What is asked
Write out every entry exactly as given, but omit the pictures.

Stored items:
########

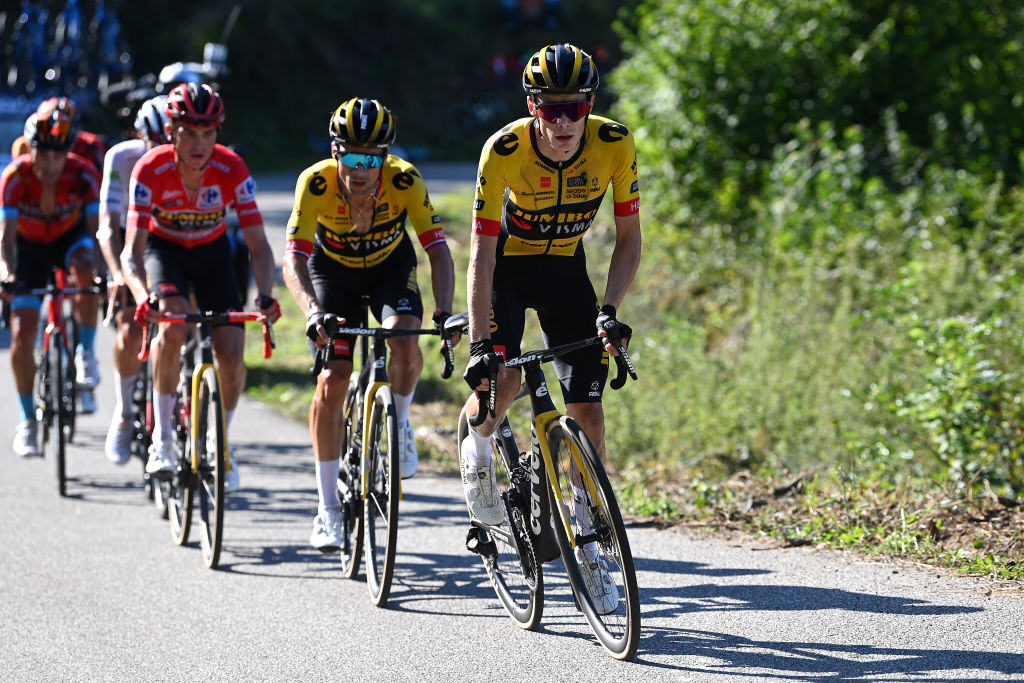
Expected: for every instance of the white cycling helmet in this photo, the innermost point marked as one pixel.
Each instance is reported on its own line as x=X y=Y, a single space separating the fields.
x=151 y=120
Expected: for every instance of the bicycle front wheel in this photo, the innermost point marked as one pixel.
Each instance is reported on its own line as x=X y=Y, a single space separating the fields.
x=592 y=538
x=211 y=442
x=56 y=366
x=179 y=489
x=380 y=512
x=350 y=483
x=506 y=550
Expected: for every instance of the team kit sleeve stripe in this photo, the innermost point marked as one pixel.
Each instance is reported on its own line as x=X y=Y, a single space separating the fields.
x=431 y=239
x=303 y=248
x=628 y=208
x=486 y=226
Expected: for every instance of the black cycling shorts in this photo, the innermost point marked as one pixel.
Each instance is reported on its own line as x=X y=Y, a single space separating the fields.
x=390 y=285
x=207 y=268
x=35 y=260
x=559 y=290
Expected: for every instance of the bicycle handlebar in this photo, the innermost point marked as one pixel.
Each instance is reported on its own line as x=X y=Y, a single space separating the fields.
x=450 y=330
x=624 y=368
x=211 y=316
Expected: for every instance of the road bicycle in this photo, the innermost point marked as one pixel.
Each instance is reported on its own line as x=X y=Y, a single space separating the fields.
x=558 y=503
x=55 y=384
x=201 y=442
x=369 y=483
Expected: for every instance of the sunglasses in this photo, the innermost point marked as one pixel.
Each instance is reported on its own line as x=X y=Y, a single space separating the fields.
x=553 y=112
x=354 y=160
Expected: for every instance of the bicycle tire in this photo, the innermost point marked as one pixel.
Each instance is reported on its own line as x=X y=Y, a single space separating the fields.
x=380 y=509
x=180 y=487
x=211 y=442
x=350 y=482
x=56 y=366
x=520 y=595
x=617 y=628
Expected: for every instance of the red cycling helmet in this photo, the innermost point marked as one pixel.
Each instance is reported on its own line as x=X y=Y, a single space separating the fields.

########

Answer to the task
Expected: for every instance of the white cycling helmet in this photo, the innermost point marked as one pixel.
Each instance is reported on its own line as x=X y=Y, a single space separating the fields.
x=151 y=120
Expected: for every instance of the bicycle front wheel in this photo, the innermost point marked as one pixel.
Each instance is reported on its own line as x=X y=Y, a single space separating the fields.
x=592 y=538
x=211 y=442
x=56 y=366
x=179 y=489
x=380 y=512
x=350 y=483
x=506 y=550
Expected: for every instance of the team kit sleeve stripe in this photo, the innermost point marked as one pixel.
Each instance is reported on its own line as x=X y=Y, a single space separating the fields.
x=431 y=239
x=303 y=248
x=628 y=208
x=486 y=226
Expected: for every instance of the black cycling shorts in this photo, the innermost point marked as one pixel.
Each instance is reported on its own line as x=X y=Y, a single space separating the fields.
x=390 y=285
x=207 y=268
x=35 y=260
x=559 y=290
Expected: for every instance of the bicycle handlebar in this photo, the innermost point marked as one pixel.
Each instance is reported on its own line as x=X y=Y, a single space separating the fields.
x=450 y=330
x=624 y=368
x=211 y=316
Expected: for every instance of the road bicycle in this photo, the innermost point marked as one pixel.
Each instance is reported on its own line as x=X y=Y, a single space separating the fields.
x=558 y=503
x=55 y=384
x=201 y=442
x=369 y=483
Expected: for every instance of the sunglasses in this photo, the innermost point marked as one pixel.
Each instance is reported on its own line as x=X y=Y, a single space separating the fields.
x=553 y=112
x=354 y=160
Expected: for every instance of the bicycle tire in this photo, the innermost point marked as one pixel.
Each instance is reported on its own line as x=X y=Y, a single space separating the fields.
x=380 y=509
x=180 y=487
x=211 y=442
x=350 y=482
x=56 y=366
x=520 y=595
x=617 y=628
Expected: for every instance of the red cycling helmet in this photo, the innermost point marked as one pixel.
Each instance is reported on its own line as x=X y=Y, a single space separating the fields.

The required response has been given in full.